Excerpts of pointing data
** Begin **
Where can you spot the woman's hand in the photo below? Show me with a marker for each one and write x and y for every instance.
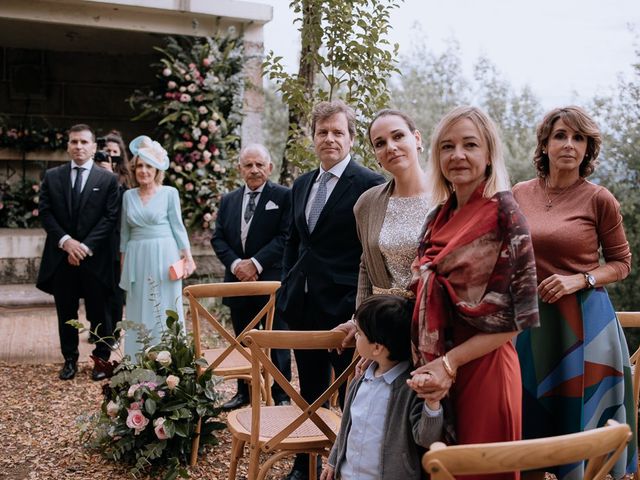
(327, 473)
(349, 329)
(553, 288)
(431, 382)
(189, 266)
(362, 366)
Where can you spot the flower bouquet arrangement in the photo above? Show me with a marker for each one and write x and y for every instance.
(197, 104)
(150, 410)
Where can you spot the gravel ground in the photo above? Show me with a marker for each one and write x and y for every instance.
(39, 438)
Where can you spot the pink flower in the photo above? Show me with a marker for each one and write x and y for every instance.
(158, 425)
(112, 408)
(137, 421)
(172, 381)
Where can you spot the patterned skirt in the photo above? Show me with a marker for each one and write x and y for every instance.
(576, 374)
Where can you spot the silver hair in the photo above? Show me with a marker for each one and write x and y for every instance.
(255, 148)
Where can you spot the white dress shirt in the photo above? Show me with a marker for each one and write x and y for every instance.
(244, 226)
(88, 165)
(336, 171)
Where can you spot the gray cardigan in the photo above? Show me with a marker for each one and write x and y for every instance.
(370, 211)
(408, 432)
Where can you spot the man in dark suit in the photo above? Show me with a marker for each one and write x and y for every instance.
(251, 228)
(78, 209)
(322, 253)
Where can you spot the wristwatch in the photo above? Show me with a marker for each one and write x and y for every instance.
(590, 279)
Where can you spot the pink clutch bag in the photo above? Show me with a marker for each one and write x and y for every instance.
(176, 270)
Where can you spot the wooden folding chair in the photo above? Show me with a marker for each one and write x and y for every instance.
(233, 359)
(632, 320)
(600, 446)
(280, 431)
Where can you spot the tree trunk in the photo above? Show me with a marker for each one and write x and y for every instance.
(310, 35)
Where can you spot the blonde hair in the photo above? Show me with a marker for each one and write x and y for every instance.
(158, 178)
(497, 177)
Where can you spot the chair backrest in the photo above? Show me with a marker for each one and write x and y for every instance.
(258, 342)
(600, 446)
(632, 320)
(195, 293)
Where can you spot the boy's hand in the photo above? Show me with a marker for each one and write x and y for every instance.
(327, 473)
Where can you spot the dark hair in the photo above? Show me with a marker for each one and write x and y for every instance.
(123, 168)
(580, 121)
(324, 110)
(83, 127)
(390, 112)
(386, 319)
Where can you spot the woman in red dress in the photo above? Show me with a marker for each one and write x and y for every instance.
(476, 284)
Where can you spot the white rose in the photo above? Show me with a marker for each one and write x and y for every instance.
(172, 381)
(164, 358)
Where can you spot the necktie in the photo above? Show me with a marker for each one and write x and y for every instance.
(251, 206)
(77, 189)
(319, 201)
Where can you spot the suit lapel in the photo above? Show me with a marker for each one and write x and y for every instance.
(92, 182)
(306, 189)
(342, 187)
(235, 217)
(65, 182)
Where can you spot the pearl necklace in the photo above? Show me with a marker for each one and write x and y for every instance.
(555, 197)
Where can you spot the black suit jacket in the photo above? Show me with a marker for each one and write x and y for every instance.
(266, 235)
(96, 221)
(328, 259)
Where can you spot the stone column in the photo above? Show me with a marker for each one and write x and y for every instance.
(253, 104)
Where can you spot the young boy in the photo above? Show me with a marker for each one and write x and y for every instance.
(384, 424)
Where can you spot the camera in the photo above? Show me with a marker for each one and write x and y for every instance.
(101, 156)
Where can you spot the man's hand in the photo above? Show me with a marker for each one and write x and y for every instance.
(246, 271)
(74, 249)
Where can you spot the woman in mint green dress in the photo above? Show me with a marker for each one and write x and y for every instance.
(152, 237)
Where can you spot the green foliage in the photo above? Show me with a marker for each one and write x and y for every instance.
(197, 103)
(345, 54)
(19, 204)
(431, 84)
(151, 409)
(619, 171)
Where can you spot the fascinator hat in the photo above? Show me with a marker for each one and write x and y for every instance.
(150, 151)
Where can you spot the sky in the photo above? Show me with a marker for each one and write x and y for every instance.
(567, 51)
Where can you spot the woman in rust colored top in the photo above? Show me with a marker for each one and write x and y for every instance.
(575, 367)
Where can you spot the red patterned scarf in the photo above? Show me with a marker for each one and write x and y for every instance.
(476, 265)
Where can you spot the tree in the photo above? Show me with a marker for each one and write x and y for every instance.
(516, 114)
(345, 54)
(619, 171)
(430, 85)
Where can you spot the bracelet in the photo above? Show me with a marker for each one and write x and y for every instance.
(447, 367)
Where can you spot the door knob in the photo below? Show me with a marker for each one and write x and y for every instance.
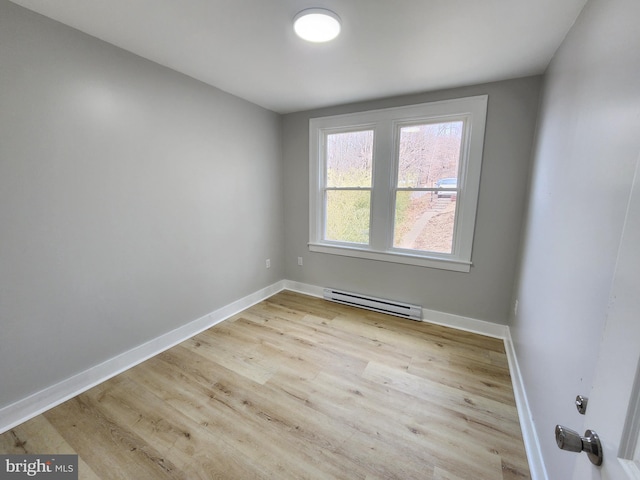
(571, 441)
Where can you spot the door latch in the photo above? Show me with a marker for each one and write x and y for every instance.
(571, 441)
(581, 404)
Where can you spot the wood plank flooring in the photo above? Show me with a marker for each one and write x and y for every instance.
(297, 388)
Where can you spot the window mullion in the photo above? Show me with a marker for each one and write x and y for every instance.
(382, 195)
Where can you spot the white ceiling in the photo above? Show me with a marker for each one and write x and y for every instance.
(386, 48)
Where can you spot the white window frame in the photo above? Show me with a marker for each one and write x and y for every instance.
(386, 124)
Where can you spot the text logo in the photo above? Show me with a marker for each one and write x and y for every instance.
(50, 467)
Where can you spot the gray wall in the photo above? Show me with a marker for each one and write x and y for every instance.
(485, 292)
(133, 200)
(586, 151)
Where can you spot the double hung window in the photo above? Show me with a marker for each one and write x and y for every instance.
(398, 184)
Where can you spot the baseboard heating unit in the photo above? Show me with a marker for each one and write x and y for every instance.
(404, 310)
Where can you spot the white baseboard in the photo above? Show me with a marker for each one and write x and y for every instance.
(531, 443)
(27, 408)
(529, 435)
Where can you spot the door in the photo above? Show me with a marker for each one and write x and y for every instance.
(613, 410)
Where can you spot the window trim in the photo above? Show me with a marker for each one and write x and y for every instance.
(386, 124)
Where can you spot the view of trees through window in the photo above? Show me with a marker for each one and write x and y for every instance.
(348, 193)
(427, 159)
** End **
Repeat the listing above exactly, with no pictures.

* Solution for this task:
Where can you spot the woman's hand in the photo below? Show me with a marker for each one and write x and y for every instance.
(327, 473)
(349, 329)
(553, 288)
(431, 382)
(189, 266)
(362, 366)
Where can you spot the flower bouquet arrangement in the photo above? Show me with a marker for each one and write x and y for every instance.
(197, 104)
(150, 410)
Where can you spot the gravel ground in the photo above? Show me with a marker for each one and write x and y for every instance.
(39, 438)
Where can you spot the pink flower in the photo above? Show me with a marker for each one and write x and y for every instance.
(158, 425)
(112, 408)
(137, 421)
(172, 381)
Where can you spot the patterned skirt in the photo above? Show me with a marker for each one and write x and y for every instance.
(576, 374)
Where can you spot the silver hair in the photo above? Show me with a marker for each one and write x and y for every instance.
(255, 148)
Where can you spot the white dress shirt in the photo above? Show me with a marker for each one and write x and y for every instance.
(244, 226)
(88, 165)
(336, 171)
Where can you spot the gray cardigan in the photo above? Show me with a marker for each one and write x and y for every instance.
(370, 211)
(408, 432)
Where can you spot the man in dark suit in the photo above? Show me with a marker for each one and write x and y for every instance.
(251, 228)
(78, 209)
(322, 253)
Where can you spot the wristwatch in the photo above? Show me with a marker for each one and write x and y for every instance.
(590, 279)
Where can you spot the pink clutch bag in the photo above? Show me with a marker for each one and write x and y for every instance.
(176, 270)
Where can you spot the wooden folding chair in the photo above? Show me with a marker for each one and write x and y for every instance.
(233, 359)
(632, 320)
(600, 446)
(280, 431)
Where can you spot the tree trunk in the photo above? Show me with a marker for each one and write x and y for every instance.
(310, 35)
Where can you spot the blonde hair in the photo above? Show me with a marker for each one and write x and y for every instance.
(158, 178)
(497, 177)
Where can you spot the chair backrest in the photo above? Show me with a marker for each one and write x and y for every instance.
(258, 342)
(600, 446)
(632, 320)
(195, 293)
Where can you spot the boy's hand in the photo above? Show me with a marker for each one and write x and y for every instance.
(327, 473)
Where can you spot the dark hair in the photo above? Show me with a marker for each one and write x and y for every instance.
(123, 168)
(580, 121)
(324, 110)
(83, 127)
(390, 112)
(386, 319)
Where can you spot the woman in red dress in the photo above? Show me with a marker for each one and write x and y for every instance.
(476, 284)
Where can you spot the white rose in the photo above? Show me with a marker for each one and write x and y for every instance.
(172, 381)
(164, 358)
Where can you spot the necktie in the photo above? Show me with a marker for each one and write x and y for every instance.
(251, 206)
(77, 189)
(319, 201)
Where can you spot the suit lapel in the photo above? Show me with a marker for each one and write x and y for every instance.
(92, 182)
(306, 189)
(342, 187)
(235, 217)
(65, 182)
Where can you spot the pearl necklace in the photo above? Show me with a marker for each one and write x and y for every instance.
(555, 197)
Where can you spot the black suit jacket in the photo above? Show me with a marker for each one and write x and y for every instance.
(266, 235)
(96, 221)
(328, 259)
Where can you spot the stone column in the photo above? Show me with a marker for each one and write x and y for every instance.
(253, 104)
Where can you spot the young boy in the photo above? Show me with a marker for each one and write x and y for every instance.
(384, 424)
Where can you spot the camera in the photo above? Show me with a marker for each one and write x and y for every instance.
(101, 156)
Where can you spot the man's hand in the photo above? Show me with a marker for each one and write x and y for every instance.
(246, 271)
(74, 249)
Where can you spot the woman in mint green dress in the photo above? Show me with a marker for each one and write x and y for every instance.
(152, 237)
Where can you spot the green foliage in the photo above? Show me with a marker for each one and write x and y for every instance.
(197, 103)
(345, 54)
(19, 204)
(431, 84)
(151, 409)
(619, 171)
Where can you spot the fascinator hat in the photo above? Show me with a marker for each one and write x and y for every instance.
(150, 151)
Where can you spot the sky in the photo above? Show me with a marker for each one and write x and y for every instance.
(567, 51)
Where can you spot the woman in rust colored top in the photo above? Show me with a marker for each one and write x and y for every instance.
(575, 367)
Where can you spot the red patterned scarf in the photo above? Show me with a marker for each one and write x and y for every instance.
(476, 265)
Where can you spot the tree in the photo above? Show me with a marker for each one and write x and y for every instance.
(516, 114)
(345, 54)
(619, 171)
(430, 85)
Where can you spot the bracelet in the photo above? Show me with a marker for each one and write x and y for every instance.
(447, 367)
Where can you spot the door knob in the photo below? Show me with a marker for each one and write x and y for every instance.
(571, 441)
Where can you spot the door latch in the photo above? Show me with a marker for each one and write x and y for every instance.
(571, 441)
(581, 404)
Where can you spot the wood plank flooring in the photo above? Show me with a marker for each one and write x and y for every instance.
(297, 388)
Where can you spot the window mullion in the photo above? Show me with a marker for each one and write x and y for every instance.
(382, 195)
Where can you spot the white ceiling in the photo above? Show me with a marker for each one and write x and y for every instance.
(386, 48)
Where can you spot the white window frame in the photo above? Show me with a marker for each one and write x and y for every instance.
(386, 124)
Where can you spot the text logo in the photo above? Show me with a marker for each one and write x and y for every instance.
(50, 467)
Where can you spot the gray wall in the photo above? Show me with a marker for each one and write x and y for every instance.
(485, 292)
(133, 200)
(586, 151)
Where can you spot the double hung window in the photo above? Show me with a marker for each one and write x and y for every instance.
(398, 184)
Where can you spot the baseboard heating unit in the photo above? Show me with a marker for each one and write x and y for every instance.
(404, 310)
Where can you spot the white baseboard in the photo above? Show me with a marker for each one and write x and y for every instance.
(531, 443)
(27, 408)
(529, 435)
Where can you spot the door in the photo above? Show me with a marker for each one and write x and y for every instance.
(613, 410)
Where can you spot the window trim in the photo above? Show me with a marker for each one and write x and y for every instance.
(386, 124)
Where can you spot the view of trees through window in the photo above? Show me with a marker for each one and write x and y for every instance.
(348, 193)
(427, 159)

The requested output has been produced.